(Collected data)
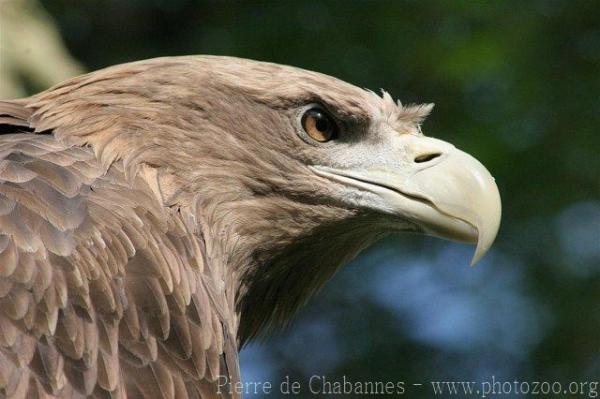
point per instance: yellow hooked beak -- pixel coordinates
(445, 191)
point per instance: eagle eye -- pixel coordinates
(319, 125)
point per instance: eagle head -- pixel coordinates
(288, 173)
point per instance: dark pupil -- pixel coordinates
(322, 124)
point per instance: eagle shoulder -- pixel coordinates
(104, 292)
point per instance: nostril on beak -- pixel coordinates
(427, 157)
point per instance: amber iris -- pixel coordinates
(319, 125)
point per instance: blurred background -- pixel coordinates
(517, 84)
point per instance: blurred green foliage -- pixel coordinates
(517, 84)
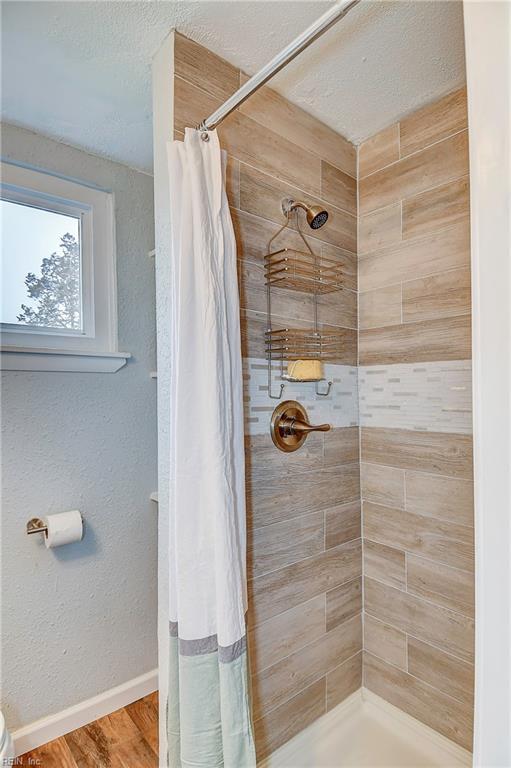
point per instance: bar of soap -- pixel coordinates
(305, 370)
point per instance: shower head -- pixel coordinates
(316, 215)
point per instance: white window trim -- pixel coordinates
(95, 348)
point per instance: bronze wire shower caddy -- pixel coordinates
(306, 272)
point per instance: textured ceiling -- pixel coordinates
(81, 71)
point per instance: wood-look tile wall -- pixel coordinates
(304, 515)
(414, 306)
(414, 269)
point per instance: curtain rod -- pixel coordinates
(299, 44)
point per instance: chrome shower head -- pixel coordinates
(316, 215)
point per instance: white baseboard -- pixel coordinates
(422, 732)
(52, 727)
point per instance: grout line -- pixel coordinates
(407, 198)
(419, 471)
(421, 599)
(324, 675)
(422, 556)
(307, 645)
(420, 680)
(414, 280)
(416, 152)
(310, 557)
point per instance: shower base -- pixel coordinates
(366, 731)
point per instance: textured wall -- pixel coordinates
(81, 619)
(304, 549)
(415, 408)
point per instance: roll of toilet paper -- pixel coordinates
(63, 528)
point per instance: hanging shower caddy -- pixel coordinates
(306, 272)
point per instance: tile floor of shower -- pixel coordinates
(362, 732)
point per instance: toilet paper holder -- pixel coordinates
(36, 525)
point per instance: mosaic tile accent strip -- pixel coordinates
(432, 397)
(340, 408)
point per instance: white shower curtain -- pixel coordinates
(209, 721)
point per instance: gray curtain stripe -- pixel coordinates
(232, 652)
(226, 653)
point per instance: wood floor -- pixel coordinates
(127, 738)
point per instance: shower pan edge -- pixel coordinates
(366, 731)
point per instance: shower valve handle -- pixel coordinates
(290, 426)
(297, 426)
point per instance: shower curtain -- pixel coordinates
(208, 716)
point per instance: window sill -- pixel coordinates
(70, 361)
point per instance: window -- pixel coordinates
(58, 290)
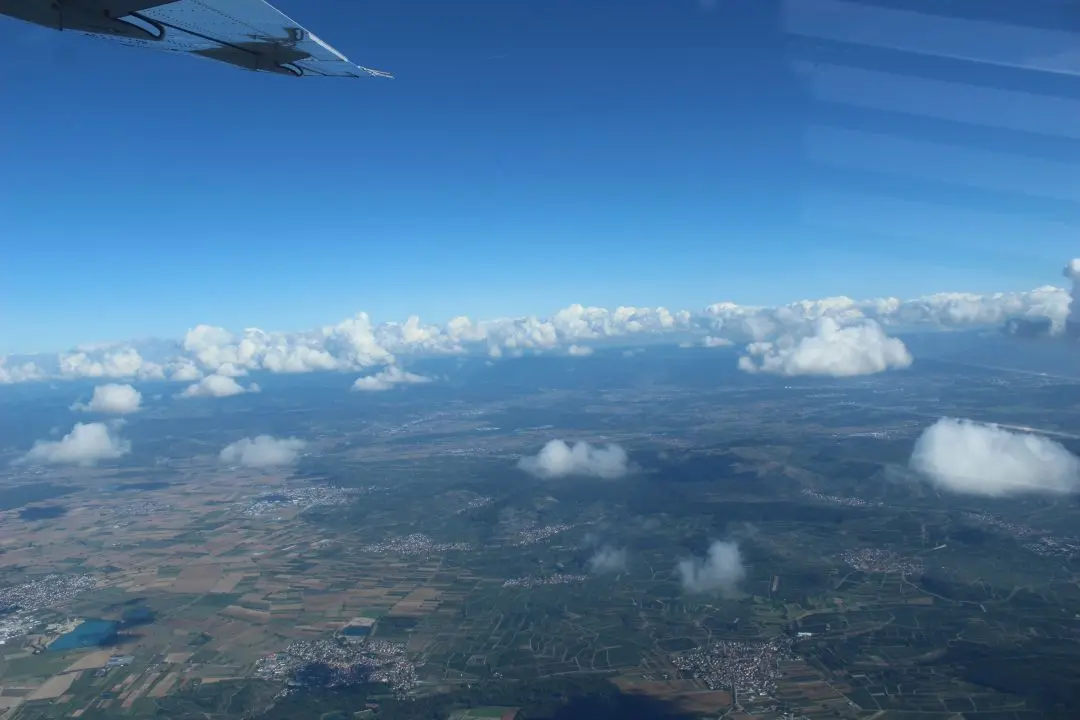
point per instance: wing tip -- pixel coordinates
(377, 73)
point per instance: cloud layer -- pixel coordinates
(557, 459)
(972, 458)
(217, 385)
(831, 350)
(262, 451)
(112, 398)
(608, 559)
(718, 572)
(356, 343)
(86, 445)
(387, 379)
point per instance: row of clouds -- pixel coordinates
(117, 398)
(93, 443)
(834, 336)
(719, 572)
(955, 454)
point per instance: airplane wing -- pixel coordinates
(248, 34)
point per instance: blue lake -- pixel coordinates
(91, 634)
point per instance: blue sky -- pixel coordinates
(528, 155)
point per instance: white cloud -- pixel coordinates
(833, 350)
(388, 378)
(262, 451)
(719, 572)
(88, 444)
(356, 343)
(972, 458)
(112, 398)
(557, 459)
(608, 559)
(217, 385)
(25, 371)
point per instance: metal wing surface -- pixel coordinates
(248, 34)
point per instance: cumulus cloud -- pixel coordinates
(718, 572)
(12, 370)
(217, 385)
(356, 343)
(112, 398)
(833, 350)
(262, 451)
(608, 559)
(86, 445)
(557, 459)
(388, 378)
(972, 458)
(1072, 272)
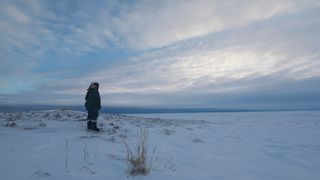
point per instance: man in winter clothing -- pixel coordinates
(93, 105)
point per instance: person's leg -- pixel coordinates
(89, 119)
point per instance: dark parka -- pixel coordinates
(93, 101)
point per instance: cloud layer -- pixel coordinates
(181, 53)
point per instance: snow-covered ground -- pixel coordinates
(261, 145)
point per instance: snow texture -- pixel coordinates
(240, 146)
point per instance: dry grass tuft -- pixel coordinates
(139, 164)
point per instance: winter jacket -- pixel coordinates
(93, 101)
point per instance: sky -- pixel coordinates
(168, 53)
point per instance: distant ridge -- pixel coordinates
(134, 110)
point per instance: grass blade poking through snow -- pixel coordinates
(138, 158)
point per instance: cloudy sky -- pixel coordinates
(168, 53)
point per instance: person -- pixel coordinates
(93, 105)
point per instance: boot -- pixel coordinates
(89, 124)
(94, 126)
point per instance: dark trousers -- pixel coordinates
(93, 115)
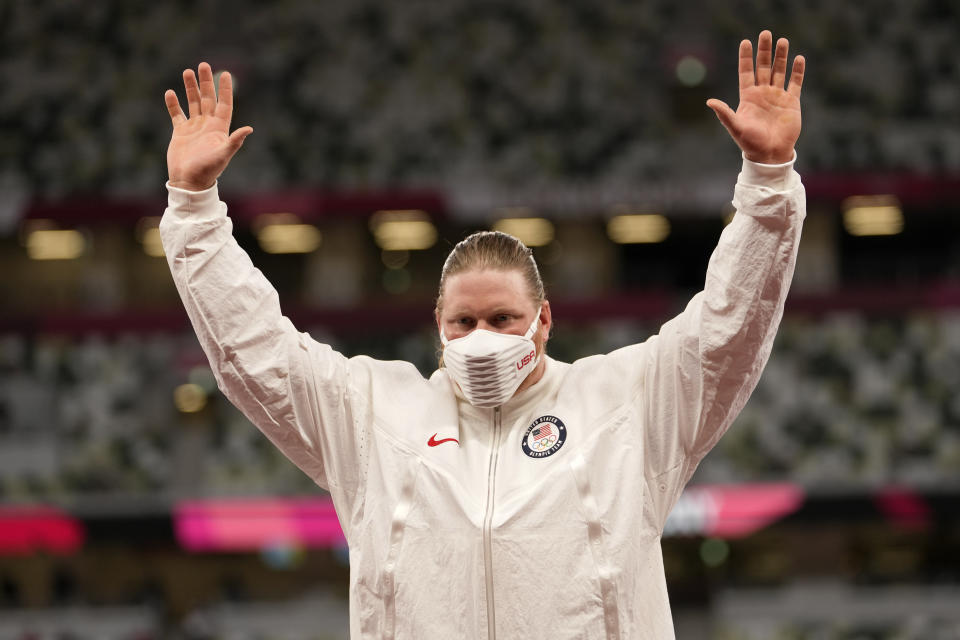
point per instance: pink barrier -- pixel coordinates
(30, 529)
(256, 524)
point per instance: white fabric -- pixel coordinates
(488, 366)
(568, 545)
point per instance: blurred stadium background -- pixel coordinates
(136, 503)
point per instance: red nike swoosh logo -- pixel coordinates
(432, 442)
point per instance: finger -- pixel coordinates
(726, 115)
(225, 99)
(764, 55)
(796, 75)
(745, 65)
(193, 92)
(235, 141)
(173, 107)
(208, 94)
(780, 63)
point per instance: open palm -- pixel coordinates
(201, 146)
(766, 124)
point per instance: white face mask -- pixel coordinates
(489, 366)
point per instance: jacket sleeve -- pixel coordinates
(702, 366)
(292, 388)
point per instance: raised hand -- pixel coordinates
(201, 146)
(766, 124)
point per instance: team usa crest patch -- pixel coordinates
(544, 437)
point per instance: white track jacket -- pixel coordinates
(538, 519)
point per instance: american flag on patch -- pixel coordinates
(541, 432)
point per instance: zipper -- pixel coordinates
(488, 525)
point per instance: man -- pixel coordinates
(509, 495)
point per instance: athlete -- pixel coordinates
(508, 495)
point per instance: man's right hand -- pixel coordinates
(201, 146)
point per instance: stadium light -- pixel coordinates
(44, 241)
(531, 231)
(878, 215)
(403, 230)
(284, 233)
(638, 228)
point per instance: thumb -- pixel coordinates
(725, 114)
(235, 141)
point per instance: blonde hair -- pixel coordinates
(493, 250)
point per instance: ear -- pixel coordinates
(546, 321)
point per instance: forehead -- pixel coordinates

— Exercise aim —
Write out again the part of the data that opens with the line containing "point per instance: zipper" and runs through the end of the data, swapping "stadium light" for "floodlight" and leaving everything else the same.

— The answer —
point per instance: zipper -- pixel coordinates
(488, 525)
point per instance: man -- pixel coordinates
(509, 495)
point per instance: athlete -- pixel coordinates
(508, 495)
point per instance: man's right hand -- pixel coordinates
(201, 146)
point per instance: floodlight -- pixel coordinates
(44, 241)
(531, 231)
(878, 215)
(403, 230)
(284, 233)
(638, 228)
point per instance: thumb -- pixel coordinates
(725, 114)
(235, 141)
point per instance: blonde hair -- pixel coordinates
(493, 250)
point per instance: ear -- pixel coordinates
(546, 321)
point per instance: forehead -- pixel coordinates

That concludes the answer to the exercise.